Text provided:
>> Start
# Re: Windows Vista Cannot connect to internet



## pappi (Dec 10, 2007)

*Re: Windows Vista Cannot connect to internet*



johnwill said:


> Start, Run, CMD to open a command prompt:
> 
> Type the following command:
> 
> ...


hi ive got the same problem as the guy above..here is a post of the ipcongig..i hope you can help..cheers

Microsoft Windows [Version 6.0.6000]
Copyright (c) 2006 Microsoft Corporation. All rights reserved.
>> End
Set task A: What Windows version number is shown in the forum post?
The forum post and the rows have nothing to do with each other.

Data for the task:
>> Start
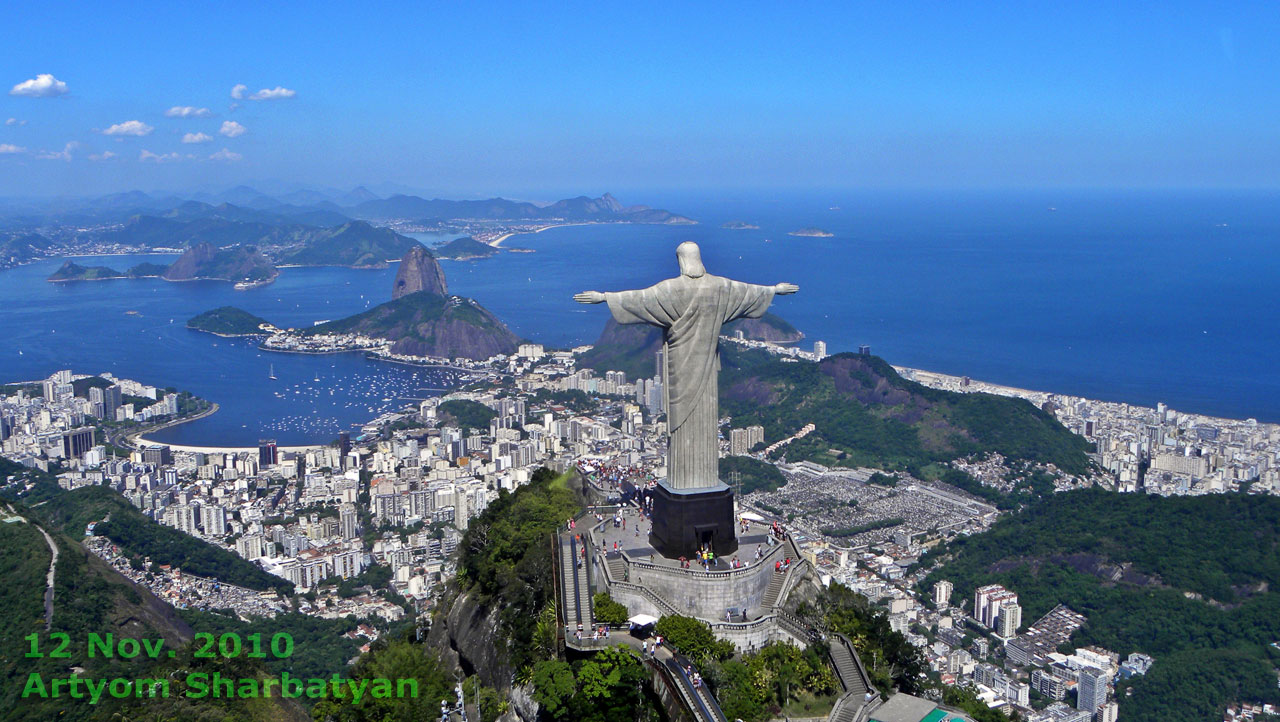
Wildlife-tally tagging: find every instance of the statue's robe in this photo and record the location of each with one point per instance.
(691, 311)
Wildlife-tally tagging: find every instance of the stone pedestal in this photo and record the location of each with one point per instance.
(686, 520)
>> End
>> Start
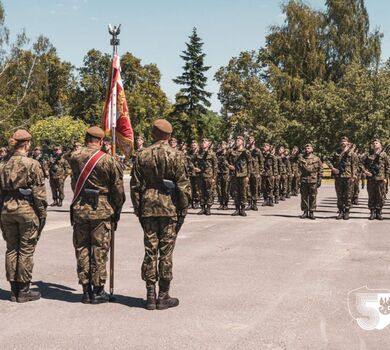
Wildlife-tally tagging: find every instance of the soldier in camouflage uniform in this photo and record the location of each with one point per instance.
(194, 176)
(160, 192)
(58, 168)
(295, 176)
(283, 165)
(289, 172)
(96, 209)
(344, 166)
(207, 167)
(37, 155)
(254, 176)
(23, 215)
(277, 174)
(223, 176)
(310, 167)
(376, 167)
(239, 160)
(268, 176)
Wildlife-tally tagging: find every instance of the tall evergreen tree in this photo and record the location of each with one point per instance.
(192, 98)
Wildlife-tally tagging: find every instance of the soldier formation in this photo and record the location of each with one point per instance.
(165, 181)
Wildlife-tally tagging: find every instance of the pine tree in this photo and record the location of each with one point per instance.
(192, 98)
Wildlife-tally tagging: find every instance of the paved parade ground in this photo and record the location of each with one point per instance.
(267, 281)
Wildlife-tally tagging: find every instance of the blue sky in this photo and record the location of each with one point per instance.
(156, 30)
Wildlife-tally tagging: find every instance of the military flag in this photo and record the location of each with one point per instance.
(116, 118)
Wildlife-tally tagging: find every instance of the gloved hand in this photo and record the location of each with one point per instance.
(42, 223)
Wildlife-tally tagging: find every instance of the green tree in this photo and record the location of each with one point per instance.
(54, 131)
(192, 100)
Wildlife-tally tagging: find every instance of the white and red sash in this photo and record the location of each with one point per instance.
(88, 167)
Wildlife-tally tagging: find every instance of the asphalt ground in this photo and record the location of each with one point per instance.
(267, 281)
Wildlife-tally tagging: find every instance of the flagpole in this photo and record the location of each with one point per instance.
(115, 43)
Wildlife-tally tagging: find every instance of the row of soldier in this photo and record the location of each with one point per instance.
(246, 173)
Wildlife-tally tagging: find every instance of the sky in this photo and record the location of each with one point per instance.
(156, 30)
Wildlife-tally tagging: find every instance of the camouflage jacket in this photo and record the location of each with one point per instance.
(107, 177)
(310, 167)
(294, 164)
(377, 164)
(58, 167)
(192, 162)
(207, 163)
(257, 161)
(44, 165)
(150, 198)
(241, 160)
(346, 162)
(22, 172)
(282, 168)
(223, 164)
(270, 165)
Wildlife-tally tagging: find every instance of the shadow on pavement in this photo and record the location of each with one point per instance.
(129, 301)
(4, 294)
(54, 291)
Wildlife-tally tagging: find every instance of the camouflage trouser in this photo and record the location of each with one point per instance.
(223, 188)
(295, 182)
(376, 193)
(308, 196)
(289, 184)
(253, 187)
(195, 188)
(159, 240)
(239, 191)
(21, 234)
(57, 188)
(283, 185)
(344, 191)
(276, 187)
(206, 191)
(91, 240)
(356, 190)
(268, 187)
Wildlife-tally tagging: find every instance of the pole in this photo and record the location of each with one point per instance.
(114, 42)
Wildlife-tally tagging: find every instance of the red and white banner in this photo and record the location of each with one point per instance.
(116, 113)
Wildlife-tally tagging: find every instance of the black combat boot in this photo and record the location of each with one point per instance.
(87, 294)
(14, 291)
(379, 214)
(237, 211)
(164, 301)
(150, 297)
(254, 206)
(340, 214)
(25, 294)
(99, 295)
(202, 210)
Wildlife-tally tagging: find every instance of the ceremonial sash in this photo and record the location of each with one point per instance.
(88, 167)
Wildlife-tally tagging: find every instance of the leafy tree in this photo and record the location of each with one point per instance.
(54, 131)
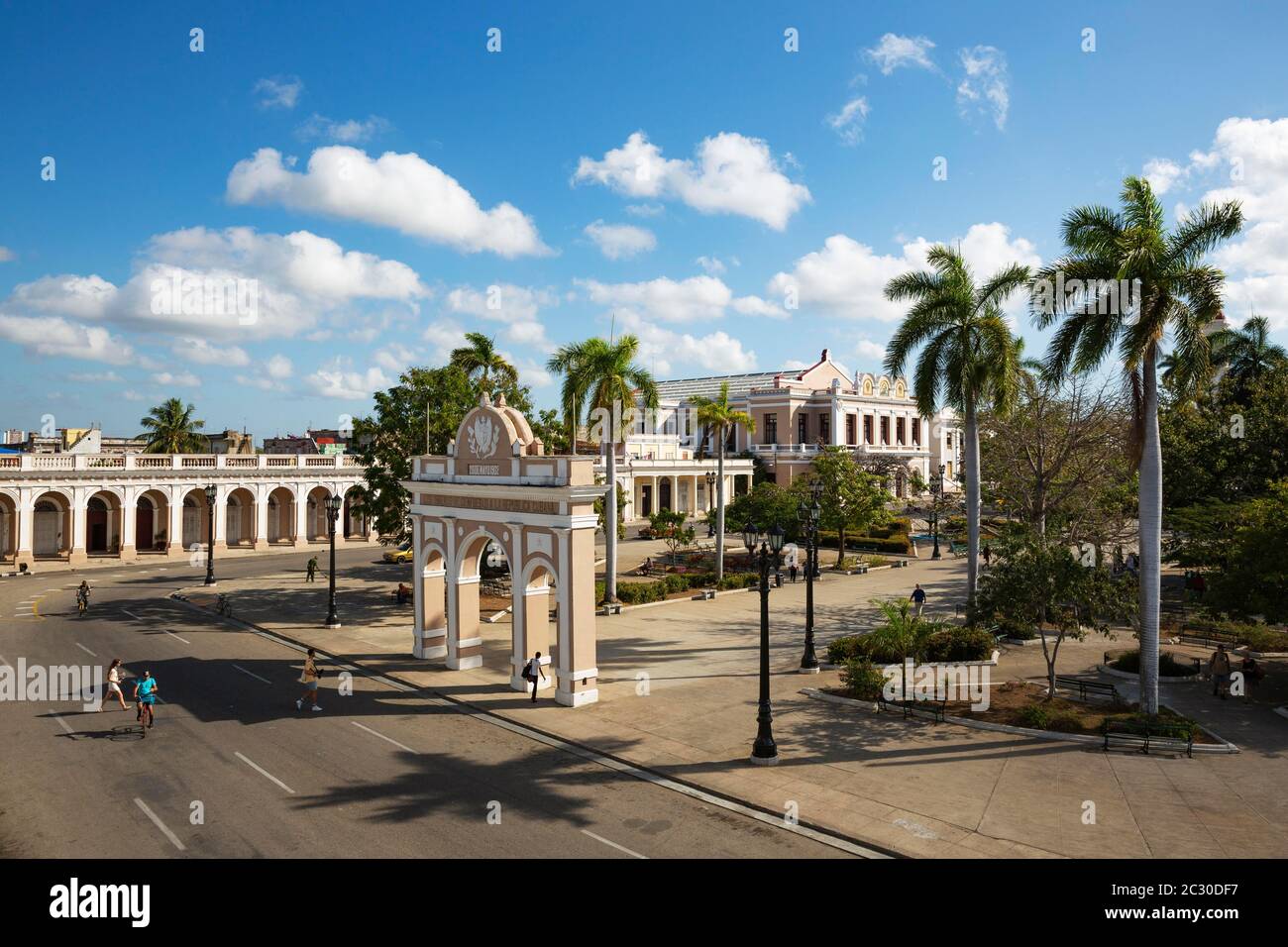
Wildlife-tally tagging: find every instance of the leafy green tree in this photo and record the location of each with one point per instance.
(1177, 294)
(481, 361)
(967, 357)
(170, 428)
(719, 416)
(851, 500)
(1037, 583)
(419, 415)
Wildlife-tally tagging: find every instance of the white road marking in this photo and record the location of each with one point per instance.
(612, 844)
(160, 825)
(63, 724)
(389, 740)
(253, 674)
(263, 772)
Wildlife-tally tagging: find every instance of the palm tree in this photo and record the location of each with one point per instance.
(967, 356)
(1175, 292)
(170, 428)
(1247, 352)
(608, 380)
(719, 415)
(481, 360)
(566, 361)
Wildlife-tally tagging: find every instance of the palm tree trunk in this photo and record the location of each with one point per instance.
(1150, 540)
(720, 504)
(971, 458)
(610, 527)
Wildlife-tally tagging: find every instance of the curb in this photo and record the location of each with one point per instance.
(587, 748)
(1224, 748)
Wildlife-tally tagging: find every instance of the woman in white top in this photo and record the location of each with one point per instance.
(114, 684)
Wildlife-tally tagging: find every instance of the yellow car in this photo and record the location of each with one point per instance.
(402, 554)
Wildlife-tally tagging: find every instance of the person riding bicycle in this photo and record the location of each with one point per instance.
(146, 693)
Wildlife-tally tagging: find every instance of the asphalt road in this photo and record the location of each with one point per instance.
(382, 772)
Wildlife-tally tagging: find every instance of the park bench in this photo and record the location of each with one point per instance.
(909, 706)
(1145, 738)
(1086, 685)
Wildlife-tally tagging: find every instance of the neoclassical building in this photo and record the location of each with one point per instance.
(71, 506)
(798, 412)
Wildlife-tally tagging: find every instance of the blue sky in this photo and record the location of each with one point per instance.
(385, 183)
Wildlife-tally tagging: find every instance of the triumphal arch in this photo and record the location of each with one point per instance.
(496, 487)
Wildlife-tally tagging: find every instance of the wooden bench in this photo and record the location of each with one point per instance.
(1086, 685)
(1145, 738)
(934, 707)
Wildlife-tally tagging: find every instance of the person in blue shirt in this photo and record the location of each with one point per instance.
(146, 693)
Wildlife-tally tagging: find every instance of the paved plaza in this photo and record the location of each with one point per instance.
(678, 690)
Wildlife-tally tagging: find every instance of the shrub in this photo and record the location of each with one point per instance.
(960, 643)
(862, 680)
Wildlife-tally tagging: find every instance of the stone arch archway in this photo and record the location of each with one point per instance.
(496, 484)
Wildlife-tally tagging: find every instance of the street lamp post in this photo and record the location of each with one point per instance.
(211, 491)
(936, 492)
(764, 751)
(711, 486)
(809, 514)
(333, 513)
>> End
>> Start
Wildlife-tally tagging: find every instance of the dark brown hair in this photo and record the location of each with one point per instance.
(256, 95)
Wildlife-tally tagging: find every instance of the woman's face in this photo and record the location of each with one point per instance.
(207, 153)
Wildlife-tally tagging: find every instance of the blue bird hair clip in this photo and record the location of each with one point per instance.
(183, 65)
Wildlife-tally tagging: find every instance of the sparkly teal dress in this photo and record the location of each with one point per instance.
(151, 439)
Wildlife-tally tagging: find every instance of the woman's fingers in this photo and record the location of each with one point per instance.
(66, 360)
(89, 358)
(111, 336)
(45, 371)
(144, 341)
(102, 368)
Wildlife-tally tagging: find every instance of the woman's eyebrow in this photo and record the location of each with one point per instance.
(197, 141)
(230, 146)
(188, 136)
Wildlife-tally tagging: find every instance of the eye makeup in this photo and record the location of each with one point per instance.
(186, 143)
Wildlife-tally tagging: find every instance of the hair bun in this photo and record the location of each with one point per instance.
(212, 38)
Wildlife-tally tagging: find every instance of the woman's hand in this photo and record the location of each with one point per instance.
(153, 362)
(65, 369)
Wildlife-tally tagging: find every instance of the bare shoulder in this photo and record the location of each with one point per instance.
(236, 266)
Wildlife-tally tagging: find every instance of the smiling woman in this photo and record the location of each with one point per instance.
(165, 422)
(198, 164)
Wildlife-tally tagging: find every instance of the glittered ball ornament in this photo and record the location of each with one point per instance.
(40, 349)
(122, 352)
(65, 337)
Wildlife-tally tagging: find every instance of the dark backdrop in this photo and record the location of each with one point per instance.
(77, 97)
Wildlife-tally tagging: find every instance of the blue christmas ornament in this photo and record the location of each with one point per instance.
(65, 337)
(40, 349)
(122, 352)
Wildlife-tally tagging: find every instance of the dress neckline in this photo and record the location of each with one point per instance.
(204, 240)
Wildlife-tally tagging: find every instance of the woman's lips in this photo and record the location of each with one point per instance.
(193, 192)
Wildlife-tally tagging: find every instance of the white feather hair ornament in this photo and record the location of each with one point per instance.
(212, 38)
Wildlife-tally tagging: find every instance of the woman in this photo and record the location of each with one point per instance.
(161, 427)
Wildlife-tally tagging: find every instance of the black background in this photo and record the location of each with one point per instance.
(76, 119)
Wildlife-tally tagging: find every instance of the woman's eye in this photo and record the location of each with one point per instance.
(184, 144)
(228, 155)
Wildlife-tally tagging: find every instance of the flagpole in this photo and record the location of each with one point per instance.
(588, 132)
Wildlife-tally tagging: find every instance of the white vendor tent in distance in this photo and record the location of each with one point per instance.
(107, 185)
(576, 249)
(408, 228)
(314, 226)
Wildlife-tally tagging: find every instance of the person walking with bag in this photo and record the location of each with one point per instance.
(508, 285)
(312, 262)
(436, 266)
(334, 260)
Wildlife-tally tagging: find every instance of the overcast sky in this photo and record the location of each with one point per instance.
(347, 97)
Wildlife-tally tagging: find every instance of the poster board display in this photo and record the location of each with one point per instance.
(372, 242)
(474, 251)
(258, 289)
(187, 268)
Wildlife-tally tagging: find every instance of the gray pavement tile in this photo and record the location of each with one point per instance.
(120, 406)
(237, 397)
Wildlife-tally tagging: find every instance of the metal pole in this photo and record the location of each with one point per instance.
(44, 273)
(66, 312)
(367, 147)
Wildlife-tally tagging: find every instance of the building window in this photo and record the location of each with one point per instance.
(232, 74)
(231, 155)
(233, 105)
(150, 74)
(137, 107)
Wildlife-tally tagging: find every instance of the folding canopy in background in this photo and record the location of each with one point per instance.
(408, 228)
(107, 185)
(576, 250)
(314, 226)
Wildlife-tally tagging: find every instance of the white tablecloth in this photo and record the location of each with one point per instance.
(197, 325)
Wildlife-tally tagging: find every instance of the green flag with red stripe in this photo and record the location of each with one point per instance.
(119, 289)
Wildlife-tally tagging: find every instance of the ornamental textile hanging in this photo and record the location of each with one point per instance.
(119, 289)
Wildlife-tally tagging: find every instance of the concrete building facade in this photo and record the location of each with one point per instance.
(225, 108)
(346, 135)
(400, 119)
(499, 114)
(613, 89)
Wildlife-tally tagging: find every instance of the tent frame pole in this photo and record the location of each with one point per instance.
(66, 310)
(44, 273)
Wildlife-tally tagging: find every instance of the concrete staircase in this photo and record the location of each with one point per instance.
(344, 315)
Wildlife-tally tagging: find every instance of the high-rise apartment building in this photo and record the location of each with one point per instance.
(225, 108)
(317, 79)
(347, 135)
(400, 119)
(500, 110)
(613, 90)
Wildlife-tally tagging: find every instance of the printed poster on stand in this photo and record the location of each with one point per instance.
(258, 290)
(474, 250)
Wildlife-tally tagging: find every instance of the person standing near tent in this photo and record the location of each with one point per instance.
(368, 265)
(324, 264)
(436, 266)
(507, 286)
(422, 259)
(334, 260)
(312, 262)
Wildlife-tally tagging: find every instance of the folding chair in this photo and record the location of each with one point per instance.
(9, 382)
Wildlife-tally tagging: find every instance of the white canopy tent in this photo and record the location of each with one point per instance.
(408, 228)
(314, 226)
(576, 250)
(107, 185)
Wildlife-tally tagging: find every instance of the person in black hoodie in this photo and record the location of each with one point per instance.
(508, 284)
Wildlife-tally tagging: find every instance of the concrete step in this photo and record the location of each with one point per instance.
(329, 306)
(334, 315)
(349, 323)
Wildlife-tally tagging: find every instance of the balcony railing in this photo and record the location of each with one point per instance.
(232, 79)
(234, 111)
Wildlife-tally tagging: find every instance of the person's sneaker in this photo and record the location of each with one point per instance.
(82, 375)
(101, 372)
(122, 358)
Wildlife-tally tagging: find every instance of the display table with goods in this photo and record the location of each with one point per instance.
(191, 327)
>> End
Set task B: Select every line of the rows that contains the word "bench", matching case exactly.

Expected output A: Version 6.0.6000

Expected output B:
Wildlife-tally tagging: find every instance of the park bench in this photo and record the location of each with one point per instance.
Wildlife-tally tagging: find every instance of the wooden bench in this photo and record the location of each with one point per instance.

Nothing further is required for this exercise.